Pick up at the line with "Task: indicate one point on every instance of the door". Write it out exactly, along with each later line through the end of the data, and nothing more.

-*-*-

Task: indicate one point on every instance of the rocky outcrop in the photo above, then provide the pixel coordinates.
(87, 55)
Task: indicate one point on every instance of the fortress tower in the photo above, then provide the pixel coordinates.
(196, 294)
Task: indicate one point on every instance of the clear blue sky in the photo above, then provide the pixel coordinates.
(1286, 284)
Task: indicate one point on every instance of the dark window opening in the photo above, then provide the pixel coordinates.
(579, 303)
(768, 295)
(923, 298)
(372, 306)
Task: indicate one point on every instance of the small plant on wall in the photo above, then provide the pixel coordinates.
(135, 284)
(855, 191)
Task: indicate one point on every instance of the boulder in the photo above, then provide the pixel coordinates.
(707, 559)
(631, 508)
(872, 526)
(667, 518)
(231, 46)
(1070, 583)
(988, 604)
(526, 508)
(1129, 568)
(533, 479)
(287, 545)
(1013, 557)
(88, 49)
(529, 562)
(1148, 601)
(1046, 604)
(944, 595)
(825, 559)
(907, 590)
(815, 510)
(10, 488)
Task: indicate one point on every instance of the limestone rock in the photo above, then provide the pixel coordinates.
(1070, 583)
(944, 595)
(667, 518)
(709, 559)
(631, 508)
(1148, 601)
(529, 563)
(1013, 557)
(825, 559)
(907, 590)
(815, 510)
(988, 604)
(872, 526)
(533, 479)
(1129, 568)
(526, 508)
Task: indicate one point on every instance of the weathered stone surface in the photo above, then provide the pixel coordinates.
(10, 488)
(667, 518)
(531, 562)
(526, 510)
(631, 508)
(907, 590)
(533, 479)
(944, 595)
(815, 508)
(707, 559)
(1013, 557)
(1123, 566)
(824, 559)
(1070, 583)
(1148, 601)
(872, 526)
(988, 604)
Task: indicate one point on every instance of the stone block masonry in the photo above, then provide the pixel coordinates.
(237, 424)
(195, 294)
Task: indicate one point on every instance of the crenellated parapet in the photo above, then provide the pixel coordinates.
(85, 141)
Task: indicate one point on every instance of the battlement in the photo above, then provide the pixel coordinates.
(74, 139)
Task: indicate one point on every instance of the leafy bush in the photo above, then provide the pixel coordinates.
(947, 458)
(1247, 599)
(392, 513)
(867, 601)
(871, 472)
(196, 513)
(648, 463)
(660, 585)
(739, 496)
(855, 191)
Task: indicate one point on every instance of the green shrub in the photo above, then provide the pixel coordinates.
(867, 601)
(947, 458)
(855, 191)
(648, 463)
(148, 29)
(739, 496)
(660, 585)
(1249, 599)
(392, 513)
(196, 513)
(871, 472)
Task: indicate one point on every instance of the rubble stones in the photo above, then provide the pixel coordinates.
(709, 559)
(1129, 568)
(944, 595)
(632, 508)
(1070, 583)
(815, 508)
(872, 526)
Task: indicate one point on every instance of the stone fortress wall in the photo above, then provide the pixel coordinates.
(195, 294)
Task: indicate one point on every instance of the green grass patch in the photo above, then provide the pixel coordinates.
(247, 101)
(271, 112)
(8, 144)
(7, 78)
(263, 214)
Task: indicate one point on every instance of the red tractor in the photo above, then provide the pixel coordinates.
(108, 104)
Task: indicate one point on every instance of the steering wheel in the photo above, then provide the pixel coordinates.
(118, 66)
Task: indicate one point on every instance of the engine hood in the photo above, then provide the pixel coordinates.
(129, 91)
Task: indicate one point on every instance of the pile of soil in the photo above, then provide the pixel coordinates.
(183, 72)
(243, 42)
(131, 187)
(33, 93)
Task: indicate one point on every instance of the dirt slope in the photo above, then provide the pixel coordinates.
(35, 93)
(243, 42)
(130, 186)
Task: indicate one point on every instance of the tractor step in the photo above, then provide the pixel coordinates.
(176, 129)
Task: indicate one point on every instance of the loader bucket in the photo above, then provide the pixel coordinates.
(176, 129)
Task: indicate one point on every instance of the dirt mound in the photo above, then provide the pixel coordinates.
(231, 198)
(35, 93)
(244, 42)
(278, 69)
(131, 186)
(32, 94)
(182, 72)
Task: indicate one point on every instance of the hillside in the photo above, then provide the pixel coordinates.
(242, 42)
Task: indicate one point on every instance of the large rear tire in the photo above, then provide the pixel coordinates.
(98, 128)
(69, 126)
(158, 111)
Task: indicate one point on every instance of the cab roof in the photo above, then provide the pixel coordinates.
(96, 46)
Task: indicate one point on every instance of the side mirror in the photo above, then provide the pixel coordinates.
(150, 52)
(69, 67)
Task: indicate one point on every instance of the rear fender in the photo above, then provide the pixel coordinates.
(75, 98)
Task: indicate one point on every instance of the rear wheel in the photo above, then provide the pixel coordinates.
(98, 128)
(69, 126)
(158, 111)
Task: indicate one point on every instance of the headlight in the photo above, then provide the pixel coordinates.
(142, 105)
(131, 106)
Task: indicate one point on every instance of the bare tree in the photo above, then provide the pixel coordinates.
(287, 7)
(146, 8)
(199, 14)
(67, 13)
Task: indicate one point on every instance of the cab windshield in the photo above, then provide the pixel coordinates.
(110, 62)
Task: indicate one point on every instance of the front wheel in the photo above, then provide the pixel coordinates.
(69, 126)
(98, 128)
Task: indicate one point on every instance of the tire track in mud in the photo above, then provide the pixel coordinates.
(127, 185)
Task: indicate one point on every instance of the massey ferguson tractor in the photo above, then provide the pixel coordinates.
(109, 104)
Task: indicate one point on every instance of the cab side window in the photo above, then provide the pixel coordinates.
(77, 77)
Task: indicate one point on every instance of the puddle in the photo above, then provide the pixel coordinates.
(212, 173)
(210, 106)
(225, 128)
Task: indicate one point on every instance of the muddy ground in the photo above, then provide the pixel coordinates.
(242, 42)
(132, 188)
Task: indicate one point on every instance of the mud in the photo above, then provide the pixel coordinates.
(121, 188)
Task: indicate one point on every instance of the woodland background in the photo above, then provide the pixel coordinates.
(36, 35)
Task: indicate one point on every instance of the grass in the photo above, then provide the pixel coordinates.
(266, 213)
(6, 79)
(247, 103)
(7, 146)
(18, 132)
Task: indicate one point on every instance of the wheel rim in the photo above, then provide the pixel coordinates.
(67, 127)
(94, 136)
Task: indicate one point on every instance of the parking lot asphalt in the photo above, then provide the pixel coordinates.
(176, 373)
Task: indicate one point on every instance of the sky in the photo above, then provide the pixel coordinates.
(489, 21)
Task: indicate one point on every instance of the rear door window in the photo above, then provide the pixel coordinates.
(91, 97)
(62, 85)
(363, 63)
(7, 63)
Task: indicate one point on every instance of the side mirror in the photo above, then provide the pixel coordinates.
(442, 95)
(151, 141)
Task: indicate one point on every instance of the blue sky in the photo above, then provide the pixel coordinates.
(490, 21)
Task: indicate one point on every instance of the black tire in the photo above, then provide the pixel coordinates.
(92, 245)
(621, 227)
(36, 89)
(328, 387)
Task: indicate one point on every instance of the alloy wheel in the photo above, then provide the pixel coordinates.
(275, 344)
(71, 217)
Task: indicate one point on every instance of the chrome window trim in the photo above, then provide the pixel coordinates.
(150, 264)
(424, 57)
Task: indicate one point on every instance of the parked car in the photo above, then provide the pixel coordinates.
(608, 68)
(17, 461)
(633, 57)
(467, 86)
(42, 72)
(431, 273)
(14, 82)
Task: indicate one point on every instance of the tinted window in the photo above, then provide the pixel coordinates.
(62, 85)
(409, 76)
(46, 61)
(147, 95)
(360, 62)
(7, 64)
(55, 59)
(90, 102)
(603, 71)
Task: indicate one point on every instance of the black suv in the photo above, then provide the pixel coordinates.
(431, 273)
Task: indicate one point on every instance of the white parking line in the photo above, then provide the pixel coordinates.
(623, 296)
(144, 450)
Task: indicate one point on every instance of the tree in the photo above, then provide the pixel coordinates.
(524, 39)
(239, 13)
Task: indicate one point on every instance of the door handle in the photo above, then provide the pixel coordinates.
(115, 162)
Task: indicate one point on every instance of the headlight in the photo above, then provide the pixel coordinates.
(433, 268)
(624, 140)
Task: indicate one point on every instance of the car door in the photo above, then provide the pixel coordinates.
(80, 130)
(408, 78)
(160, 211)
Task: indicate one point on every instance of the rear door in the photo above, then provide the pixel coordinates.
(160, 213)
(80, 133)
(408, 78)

-*-*-

**TASK RESULT**:
Task: indicate one point on every instance of the door handle in the photo above, then provide the pixel coordinates.
(115, 162)
Task: indicate one point on every instance of the headlight in the photo above, then provide the pixel coordinates.
(433, 268)
(624, 140)
Task: indicate one point on every instance of the car door in the photo above, then provide the pixel coordinates.
(80, 130)
(408, 78)
(160, 211)
Task: indicate one point on every instance of the rear door in the photo above, then provide the pixel coordinates.
(160, 213)
(80, 133)
(408, 78)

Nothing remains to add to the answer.